Please copy all of the records below, reproducing every line word for word and in the same order.

-- BEGIN --

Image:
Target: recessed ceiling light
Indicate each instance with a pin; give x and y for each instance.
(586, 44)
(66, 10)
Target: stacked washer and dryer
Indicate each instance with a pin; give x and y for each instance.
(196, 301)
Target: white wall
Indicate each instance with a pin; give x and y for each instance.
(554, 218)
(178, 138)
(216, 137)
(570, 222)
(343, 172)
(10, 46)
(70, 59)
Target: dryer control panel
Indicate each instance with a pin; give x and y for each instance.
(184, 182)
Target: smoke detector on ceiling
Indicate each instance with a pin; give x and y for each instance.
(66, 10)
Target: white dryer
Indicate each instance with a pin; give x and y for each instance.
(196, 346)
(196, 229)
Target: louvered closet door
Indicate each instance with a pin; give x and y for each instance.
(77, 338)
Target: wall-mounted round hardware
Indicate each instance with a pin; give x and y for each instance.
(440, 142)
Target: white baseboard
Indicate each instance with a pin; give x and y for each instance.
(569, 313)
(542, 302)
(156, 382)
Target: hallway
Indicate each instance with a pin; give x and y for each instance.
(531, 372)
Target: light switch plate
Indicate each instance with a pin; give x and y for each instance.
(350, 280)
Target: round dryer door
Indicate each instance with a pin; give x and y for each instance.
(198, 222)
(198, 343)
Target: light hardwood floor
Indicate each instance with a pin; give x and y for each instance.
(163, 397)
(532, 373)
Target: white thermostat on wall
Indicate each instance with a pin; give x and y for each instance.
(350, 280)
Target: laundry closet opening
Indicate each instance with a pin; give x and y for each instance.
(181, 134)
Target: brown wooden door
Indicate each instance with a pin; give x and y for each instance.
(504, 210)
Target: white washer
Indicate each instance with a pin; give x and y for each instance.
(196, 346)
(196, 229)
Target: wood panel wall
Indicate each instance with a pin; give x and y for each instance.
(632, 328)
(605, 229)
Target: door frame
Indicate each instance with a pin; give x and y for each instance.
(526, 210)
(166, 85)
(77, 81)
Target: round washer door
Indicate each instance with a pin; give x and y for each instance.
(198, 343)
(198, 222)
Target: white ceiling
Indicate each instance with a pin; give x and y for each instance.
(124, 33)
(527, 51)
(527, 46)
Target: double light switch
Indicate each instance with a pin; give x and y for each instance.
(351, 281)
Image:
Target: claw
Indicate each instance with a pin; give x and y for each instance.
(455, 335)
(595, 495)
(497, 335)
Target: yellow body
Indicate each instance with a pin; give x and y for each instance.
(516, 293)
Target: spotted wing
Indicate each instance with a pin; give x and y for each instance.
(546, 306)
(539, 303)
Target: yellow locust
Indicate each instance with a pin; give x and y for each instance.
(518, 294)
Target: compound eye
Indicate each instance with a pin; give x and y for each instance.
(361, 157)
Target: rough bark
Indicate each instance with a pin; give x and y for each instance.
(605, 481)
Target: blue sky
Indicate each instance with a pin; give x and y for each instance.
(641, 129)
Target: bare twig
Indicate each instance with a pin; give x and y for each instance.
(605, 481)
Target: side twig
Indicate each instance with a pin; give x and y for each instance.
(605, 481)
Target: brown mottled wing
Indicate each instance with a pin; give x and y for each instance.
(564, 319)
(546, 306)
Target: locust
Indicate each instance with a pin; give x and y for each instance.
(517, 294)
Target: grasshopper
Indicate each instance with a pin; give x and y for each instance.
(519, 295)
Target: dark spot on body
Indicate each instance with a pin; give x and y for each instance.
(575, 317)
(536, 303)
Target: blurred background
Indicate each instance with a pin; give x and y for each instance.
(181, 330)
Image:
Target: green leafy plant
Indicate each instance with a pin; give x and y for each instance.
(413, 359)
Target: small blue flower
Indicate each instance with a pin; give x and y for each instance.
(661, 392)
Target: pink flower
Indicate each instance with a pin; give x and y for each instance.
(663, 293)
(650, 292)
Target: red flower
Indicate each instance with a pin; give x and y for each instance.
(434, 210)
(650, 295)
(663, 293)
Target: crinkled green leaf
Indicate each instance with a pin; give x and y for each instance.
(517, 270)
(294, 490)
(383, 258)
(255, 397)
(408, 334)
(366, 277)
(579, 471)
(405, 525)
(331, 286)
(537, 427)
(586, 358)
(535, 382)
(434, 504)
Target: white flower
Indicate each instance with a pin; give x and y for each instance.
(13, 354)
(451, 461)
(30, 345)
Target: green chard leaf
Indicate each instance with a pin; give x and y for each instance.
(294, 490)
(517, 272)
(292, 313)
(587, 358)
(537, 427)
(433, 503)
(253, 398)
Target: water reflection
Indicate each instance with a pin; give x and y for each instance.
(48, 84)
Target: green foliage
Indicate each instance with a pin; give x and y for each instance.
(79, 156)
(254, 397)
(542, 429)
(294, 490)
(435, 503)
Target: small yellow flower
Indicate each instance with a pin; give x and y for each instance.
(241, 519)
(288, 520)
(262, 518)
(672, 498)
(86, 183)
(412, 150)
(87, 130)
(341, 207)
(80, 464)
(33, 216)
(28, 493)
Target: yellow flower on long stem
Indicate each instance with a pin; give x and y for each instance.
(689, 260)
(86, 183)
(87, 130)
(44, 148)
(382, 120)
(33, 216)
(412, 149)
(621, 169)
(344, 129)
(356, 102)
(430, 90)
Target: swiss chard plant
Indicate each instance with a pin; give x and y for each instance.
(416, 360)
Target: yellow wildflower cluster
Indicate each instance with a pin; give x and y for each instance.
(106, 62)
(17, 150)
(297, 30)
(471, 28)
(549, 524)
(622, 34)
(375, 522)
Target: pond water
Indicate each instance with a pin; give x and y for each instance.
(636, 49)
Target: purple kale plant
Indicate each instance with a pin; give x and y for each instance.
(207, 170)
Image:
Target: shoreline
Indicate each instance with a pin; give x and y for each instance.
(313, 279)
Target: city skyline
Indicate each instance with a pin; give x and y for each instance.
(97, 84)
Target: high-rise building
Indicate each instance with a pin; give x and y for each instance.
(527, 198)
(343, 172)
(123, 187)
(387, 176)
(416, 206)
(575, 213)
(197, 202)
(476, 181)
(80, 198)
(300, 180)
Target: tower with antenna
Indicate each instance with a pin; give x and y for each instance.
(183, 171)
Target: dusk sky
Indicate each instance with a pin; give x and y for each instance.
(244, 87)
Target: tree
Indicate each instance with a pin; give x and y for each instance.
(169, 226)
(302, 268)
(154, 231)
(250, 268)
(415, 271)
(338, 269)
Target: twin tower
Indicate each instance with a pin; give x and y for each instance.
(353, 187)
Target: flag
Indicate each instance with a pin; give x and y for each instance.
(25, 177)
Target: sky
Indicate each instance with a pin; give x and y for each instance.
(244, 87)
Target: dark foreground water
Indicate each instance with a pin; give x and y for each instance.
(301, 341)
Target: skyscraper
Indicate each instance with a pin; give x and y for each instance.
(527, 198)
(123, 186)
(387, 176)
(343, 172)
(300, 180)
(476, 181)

-- END --

> Task answer
Image:
Target: recessed ceiling light
Indicate each instance with a pin; give x and y for each instance.
(586, 44)
(66, 10)
Target: stacked washer and dryer
Indicate each instance with a pin; give x and y for each instance.
(196, 301)
Target: white wall
Indicate each instance with a pin; give x and y for each instance.
(554, 218)
(178, 138)
(216, 137)
(570, 222)
(343, 172)
(10, 46)
(70, 59)
Target: dryer control panel
Indicate each instance with a pin; give x and y for each instance.
(184, 182)
Target: smoke detector on ceiling
Indicate each instance with a pin; give x and y for each instance.
(66, 10)
Target: white dryer
Indicate each instance with a pin; give x and y for each instance.
(196, 346)
(196, 229)
Target: louvered closet door
Indicate each instance with a pin; give x and y for each instance.
(77, 338)
Target: wall-mounted round hardware
Indicate each instance with a pin; give x and y for each instance.
(440, 142)
Target: white baseboard
Indicate each instance with a pin; give x and y for each instance.
(569, 313)
(542, 302)
(156, 382)
Target: hallway
Indicate each instance with a pin; give x and y for each instance.
(531, 372)
Target: light switch plate
Indicate each instance with a pin; give x and y for each instance.
(350, 280)
Target: round dryer door
Indicate each instance with a pin; give x and y for each instance.
(198, 222)
(198, 343)
Target: light hardwood floor
Indicate each instance with a pin; give x and y for each instance.
(163, 397)
(532, 373)
Target: white thermostat on wall
Indicate each instance with a pin; give x and y for each instance.
(350, 280)
Target: laundry closet opening
Indicate each instance with a pin; give x and y for each instance.
(181, 134)
Target: brown wooden door
Indicate each instance with a pin; give x and y for each instance.
(504, 210)
Target: white washer
Indicate each instance with a pin; give x and y for each instance.
(196, 346)
(196, 229)
Target: wood panel wall
Indicate each instance with a pin; give x and y for each instance.
(632, 328)
(605, 229)
Target: door frame
Indicate each instance with a pin; give x and y for each instance.
(526, 210)
(166, 85)
(77, 81)
Target: round washer door
Indicate each instance with a pin; give x and y for each instance.
(198, 343)
(198, 222)
Target: white ceiling
Indicate each instance with a pin; give x and y for each instance.
(124, 33)
(527, 51)
(527, 46)
Target: double light switch
Indicate each instance with a pin; give x and y for each instance.
(351, 281)
Image:
Target: claw
Indicate each instance with a pin; give x and y for each instance.
(455, 335)
(595, 495)
(497, 335)
Target: yellow body
Indicate each instance with a pin; give x and y for each instance.
(516, 293)
Target: spotted wing
Indicate each instance with a pin; give x and y for each instance.
(546, 306)
(539, 303)
Target: yellow locust
Indicate each instance with a pin; give x and y for each instance.
(518, 294)
Target: compound eye
Indicate each instance with a pin; give x and y for each instance.
(361, 157)
Target: rough bark
Indicate each instance with a pin; give x and y for each instance.
(605, 481)
Target: blue sky
Indicate each instance with a pin; give x and y for each instance.
(641, 129)
Target: bare twig
Indicate each instance with a pin; give x and y for each instance.
(605, 481)
Target: side twig
Indicate each instance with a pin; give x and y for each instance.
(605, 481)
Target: brown mottled wing
Indicate each instance with a pin; give x and y for each instance.
(564, 319)
(546, 306)
Target: locust
Indicate each instance with a pin; give x and y for each instance.
(517, 294)
Target: grasshopper
Indicate each instance with a pin; give x and y for each instance.
(519, 295)
Target: dark spot on body
Indicate each instance with a pin; give x and y for each instance.
(575, 317)
(536, 303)
Target: blurred background
Indicate each instance with a pin; give x and y for each instance.
(181, 330)
Image:
Target: green leafy plant
Indicate each instance with a pin; give x and y for each instance.
(413, 359)
Target: small blue flower
Indicate each instance with a pin; give x and y for each instance.
(661, 392)
Target: pink flower
Indicate each instance with a pin; give x and y for each instance.
(663, 293)
(650, 292)
Target: red flower
Indicate each instance with a pin; give x and y for each instance.
(434, 210)
(650, 295)
(663, 293)
Target: crinkled green leaf
Indicate each instance with a pin; give x and y for each instance.
(517, 270)
(294, 490)
(383, 258)
(255, 397)
(408, 334)
(366, 277)
(579, 471)
(405, 525)
(331, 286)
(537, 427)
(586, 358)
(535, 382)
(434, 504)
Target: white flower
Indicate each instance with a pin; give x and y for each instance.
(13, 354)
(451, 461)
(30, 345)
Target: green chard leaf
Indicate each instance with a pin; give x and y for each instance.
(294, 490)
(517, 272)
(292, 313)
(587, 358)
(537, 427)
(433, 503)
(253, 398)
Target: water reflection
Indicate each instance with a pin; give x and y for each instance.
(48, 84)
Target: green foliage
Indicate each instance with a pin; give x and y for each instance.
(79, 156)
(254, 397)
(542, 429)
(294, 490)
(435, 503)
Target: small yellow flower
Indicate each instance with a pin; give x and y for each instance.
(241, 519)
(288, 520)
(262, 518)
(672, 498)
(86, 183)
(412, 150)
(87, 130)
(341, 207)
(80, 464)
(33, 216)
(28, 493)
Target: yellow flower on long stem
Indicate each instance with a pin; give x and y for each instance.
(689, 260)
(86, 183)
(87, 130)
(44, 148)
(382, 120)
(33, 216)
(412, 149)
(621, 169)
(344, 129)
(356, 102)
(430, 90)
Target: swiss chard plant
Indicate each instance with a pin; give x and y for each instance.
(416, 360)
Target: yellow wildflower cluster
Indicate each instance with a pin; give x and y for each instance.
(106, 62)
(17, 150)
(297, 30)
(471, 28)
(549, 524)
(622, 34)
(375, 522)
Target: pond water
Indicate each instance with a pin; give x and y for each instance.
(636, 49)
Target: purple kale plant
Indicate each instance with a pin; give x and y for each instance.
(207, 170)
Image:
Target: shoreline
Indicate each instance with a pin; give x and y for each instance.
(313, 279)
Target: city skyline
Indicate each instance with a pin; give x and y for each instance.
(97, 84)
Target: high-rise building
Indicate each instance with a pin; give x and y for each instance.
(527, 198)
(343, 172)
(123, 187)
(387, 176)
(416, 206)
(575, 213)
(197, 202)
(476, 181)
(80, 198)
(300, 180)
Target: tower with antenna
Indicate each instance with a pin; give x and y for each instance.
(183, 171)
Target: dusk sky
Indicate each instance with a pin; give x and y for each instance.
(244, 87)
Target: tree
Indicate each instance with a pin; give x and y for each instance.
(169, 226)
(302, 268)
(154, 231)
(250, 268)
(415, 271)
(338, 269)
Target: twin tower
Indicate each instance with a pin; give x and y for each instance.
(353, 187)
Target: flag
Indicate each instance with a pin; give x and y for each instance.
(25, 177)
Target: sky
Indicate each instance with a pin; give x and y for each instance.
(244, 87)
Target: dark foreground water
Indicate each instance with a pin; give x and y for each instance.
(301, 341)
Target: skyscraper
Indicate each instance with a pin; give x and y for each instance.
(527, 198)
(123, 186)
(387, 176)
(343, 172)
(300, 180)
(476, 181)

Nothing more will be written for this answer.